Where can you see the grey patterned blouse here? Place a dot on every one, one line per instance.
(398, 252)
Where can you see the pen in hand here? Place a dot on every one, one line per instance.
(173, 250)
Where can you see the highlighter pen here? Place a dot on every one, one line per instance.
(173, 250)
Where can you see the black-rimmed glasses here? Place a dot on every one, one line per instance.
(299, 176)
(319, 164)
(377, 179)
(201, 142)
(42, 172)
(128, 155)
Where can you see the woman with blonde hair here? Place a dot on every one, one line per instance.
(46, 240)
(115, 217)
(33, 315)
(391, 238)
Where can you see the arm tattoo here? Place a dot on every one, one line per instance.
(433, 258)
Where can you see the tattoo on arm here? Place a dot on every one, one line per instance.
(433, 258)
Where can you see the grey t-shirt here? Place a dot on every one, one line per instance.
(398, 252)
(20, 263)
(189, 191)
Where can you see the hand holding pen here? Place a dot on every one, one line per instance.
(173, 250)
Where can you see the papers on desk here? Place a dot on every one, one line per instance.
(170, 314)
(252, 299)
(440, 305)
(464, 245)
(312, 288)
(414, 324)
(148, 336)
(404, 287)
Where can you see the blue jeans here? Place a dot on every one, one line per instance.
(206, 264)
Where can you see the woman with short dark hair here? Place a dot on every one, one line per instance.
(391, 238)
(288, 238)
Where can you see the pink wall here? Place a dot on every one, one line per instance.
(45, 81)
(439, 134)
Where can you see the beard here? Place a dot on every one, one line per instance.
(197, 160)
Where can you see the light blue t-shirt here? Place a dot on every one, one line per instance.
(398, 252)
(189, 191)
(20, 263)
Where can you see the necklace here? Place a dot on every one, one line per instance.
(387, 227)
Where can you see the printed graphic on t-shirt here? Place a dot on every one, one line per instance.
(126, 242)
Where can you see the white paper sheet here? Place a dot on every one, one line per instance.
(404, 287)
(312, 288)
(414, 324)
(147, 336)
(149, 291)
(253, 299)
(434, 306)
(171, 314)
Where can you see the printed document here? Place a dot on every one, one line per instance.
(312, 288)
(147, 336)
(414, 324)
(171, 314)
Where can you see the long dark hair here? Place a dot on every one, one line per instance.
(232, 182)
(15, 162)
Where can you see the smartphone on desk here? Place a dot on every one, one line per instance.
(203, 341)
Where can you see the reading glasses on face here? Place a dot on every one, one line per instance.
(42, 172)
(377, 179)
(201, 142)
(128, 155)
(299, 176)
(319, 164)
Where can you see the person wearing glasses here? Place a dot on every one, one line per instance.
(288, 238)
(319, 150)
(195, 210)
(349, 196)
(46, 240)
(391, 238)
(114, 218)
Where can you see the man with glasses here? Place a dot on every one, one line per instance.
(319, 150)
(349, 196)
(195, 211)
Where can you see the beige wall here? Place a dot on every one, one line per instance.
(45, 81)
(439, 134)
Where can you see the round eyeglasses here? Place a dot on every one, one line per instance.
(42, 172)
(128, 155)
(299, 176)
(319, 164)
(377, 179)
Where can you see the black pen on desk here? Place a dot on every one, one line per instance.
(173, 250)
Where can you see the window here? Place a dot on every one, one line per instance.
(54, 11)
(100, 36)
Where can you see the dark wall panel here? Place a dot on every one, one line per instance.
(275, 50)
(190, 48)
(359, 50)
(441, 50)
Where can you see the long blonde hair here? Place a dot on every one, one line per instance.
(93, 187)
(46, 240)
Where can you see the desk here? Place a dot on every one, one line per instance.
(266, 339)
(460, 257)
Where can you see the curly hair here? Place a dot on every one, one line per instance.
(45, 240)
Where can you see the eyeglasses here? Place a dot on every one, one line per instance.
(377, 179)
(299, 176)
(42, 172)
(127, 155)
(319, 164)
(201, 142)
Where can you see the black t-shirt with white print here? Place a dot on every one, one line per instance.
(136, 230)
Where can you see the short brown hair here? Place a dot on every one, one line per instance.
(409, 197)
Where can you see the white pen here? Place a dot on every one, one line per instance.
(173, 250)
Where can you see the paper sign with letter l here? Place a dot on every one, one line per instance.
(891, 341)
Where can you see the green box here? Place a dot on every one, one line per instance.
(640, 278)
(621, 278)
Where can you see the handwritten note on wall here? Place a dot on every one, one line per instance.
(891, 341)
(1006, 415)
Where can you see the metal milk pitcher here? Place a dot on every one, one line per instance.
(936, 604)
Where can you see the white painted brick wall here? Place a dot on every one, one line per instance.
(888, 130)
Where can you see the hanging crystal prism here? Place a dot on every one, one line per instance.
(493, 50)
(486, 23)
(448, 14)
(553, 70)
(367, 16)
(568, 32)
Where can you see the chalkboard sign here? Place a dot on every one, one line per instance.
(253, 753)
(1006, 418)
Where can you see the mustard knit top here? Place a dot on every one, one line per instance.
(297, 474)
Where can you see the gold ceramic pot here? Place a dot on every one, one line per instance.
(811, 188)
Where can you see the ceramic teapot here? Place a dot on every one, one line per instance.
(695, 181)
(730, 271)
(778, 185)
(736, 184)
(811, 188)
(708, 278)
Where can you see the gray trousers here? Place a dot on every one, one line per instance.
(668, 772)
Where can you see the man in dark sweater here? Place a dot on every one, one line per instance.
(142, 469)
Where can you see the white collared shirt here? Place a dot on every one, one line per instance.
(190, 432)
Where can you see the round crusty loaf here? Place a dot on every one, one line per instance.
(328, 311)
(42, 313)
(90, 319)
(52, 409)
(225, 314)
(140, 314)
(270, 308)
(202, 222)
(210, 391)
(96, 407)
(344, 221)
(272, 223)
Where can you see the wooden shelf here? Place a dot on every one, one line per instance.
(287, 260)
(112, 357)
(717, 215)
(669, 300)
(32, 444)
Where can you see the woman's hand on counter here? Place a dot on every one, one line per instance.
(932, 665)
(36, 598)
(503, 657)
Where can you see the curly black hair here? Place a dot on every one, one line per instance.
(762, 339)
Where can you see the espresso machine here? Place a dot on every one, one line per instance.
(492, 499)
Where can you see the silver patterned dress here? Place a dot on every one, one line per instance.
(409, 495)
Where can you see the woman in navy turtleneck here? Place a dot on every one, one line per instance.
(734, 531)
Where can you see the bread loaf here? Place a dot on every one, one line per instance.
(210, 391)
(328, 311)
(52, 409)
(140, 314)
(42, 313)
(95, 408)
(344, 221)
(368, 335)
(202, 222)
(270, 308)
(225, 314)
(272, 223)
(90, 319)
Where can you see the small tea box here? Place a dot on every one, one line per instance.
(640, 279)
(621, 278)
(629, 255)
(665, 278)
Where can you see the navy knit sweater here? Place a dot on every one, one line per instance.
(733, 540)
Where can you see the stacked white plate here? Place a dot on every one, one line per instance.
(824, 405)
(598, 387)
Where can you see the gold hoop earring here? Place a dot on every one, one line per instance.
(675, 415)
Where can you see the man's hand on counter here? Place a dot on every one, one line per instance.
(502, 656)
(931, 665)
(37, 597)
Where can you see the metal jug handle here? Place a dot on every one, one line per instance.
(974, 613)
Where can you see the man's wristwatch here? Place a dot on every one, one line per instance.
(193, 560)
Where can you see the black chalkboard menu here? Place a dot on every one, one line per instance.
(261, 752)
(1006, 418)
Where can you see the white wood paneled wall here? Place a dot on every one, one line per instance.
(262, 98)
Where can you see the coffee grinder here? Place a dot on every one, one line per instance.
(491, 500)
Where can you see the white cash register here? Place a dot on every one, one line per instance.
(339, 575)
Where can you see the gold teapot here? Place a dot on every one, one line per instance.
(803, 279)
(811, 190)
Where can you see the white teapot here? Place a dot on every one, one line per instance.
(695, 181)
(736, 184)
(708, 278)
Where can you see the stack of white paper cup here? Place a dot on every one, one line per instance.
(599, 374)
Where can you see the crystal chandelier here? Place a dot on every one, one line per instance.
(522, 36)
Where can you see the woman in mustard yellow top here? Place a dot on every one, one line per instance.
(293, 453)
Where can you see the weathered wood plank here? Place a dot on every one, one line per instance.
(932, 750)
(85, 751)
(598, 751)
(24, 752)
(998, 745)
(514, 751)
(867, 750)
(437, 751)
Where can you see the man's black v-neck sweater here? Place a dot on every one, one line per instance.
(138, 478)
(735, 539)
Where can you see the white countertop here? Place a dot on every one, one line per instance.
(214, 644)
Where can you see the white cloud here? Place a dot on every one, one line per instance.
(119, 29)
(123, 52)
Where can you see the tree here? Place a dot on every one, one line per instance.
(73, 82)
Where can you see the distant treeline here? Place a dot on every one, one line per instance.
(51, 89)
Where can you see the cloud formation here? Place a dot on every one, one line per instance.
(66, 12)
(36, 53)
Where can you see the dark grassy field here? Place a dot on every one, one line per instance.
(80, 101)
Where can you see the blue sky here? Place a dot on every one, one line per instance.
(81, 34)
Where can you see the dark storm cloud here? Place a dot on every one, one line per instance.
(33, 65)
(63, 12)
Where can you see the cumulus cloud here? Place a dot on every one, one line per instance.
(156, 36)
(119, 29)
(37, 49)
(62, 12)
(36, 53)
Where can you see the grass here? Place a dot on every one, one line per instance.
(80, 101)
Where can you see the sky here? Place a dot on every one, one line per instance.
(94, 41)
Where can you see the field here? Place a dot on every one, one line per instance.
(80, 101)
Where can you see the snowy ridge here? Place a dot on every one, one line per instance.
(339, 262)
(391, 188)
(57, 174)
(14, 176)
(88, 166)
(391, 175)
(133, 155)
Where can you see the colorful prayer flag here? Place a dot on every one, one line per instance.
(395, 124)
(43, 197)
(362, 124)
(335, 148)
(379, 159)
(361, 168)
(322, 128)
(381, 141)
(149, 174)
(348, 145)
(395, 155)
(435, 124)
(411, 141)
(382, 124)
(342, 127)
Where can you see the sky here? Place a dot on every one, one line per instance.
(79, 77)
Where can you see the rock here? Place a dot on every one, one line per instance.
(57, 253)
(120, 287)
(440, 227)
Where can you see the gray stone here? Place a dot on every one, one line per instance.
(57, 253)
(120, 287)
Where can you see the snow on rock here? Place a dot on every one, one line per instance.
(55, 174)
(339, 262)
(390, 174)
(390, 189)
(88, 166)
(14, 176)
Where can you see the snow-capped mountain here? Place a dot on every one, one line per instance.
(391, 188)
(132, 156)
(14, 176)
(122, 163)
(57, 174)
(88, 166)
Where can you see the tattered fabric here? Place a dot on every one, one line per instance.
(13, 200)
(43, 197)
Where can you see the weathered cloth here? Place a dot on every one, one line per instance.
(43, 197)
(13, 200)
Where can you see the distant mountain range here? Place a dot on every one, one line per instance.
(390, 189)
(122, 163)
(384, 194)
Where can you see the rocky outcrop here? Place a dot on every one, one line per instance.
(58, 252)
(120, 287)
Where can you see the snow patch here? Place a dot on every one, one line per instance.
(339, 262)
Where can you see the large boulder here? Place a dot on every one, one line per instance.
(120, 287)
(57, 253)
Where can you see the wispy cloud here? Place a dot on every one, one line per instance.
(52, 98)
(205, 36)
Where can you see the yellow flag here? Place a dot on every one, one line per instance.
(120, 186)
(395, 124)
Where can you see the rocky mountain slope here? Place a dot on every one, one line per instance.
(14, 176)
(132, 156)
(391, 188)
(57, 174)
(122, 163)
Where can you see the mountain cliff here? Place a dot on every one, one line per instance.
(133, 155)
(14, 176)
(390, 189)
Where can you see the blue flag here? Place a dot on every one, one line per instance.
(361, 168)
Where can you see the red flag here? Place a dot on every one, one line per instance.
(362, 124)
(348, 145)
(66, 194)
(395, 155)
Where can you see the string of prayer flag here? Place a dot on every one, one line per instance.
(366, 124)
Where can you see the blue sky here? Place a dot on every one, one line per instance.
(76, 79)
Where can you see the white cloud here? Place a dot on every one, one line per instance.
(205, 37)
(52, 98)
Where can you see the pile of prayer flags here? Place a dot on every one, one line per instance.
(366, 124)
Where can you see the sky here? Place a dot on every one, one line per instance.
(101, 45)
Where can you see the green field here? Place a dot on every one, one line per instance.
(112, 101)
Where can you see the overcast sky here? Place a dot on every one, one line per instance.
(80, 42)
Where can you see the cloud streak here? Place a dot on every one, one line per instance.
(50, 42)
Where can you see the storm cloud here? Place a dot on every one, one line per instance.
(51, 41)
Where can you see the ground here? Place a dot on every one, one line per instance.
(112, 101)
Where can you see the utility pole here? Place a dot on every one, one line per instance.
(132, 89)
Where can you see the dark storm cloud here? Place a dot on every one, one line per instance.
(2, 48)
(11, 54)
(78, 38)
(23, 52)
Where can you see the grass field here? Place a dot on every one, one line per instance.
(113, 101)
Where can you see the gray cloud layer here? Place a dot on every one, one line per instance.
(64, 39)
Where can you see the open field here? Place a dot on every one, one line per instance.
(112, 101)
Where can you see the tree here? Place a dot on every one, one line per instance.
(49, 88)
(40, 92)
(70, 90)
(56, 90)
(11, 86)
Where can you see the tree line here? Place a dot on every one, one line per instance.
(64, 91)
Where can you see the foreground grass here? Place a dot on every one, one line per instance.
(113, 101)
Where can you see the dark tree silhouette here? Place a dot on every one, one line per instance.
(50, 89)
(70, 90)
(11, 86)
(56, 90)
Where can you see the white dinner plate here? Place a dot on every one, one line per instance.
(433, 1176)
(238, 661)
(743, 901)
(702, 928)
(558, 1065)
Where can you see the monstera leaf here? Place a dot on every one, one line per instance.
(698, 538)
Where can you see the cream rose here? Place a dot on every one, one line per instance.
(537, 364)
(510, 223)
________
_WORK TO BE COMPLETED_:
The lines to quote run from the one containing "Where can you see the ground" through the final line of the material above; please give them exactly, both ends included, and nothing else.

_ANSWER BELOW_:
Where can you see the ground here? Place a dot on every one, one line per instance.
(112, 101)
Where can you see the utility pole here? Place a dot on every one, one line per instance.
(132, 89)
Where can you see the dark storm cloud here? Place a dot on every one, one line per instance.
(2, 48)
(11, 54)
(78, 38)
(23, 52)
Where can you see the grass field here? Place a dot on every one, one line per instance.
(113, 101)
Where can you see the gray cloud layer here? Place a dot on every one, one line per instance.
(64, 39)
Where can you see the open field here? Place a dot on every one, one line per instance.
(112, 101)
Where can you see the tree here? Place a dot on every one, one line per instance.
(49, 88)
(40, 92)
(70, 90)
(56, 90)
(11, 86)
Where can you see the tree line here? Place a dot on every one, one line per instance.
(64, 91)
Where can you see the foreground grass here? Place a dot on every one, one line per instance.
(113, 101)
Where can you see the dark tree silhouette here? Place a dot on every one, one line per instance.
(50, 89)
(70, 90)
(11, 86)
(56, 90)
Where can you see the white dinner plate here? Place a dot on every one, one line per instance.
(433, 1176)
(238, 661)
(743, 901)
(702, 928)
(558, 1065)
Where can you see the monstera leaf here? Place a dot on every one, one line per instance.
(698, 538)
Where can you see the cream rose here? Place a dot on every one, one line per instance.
(537, 364)
(510, 223)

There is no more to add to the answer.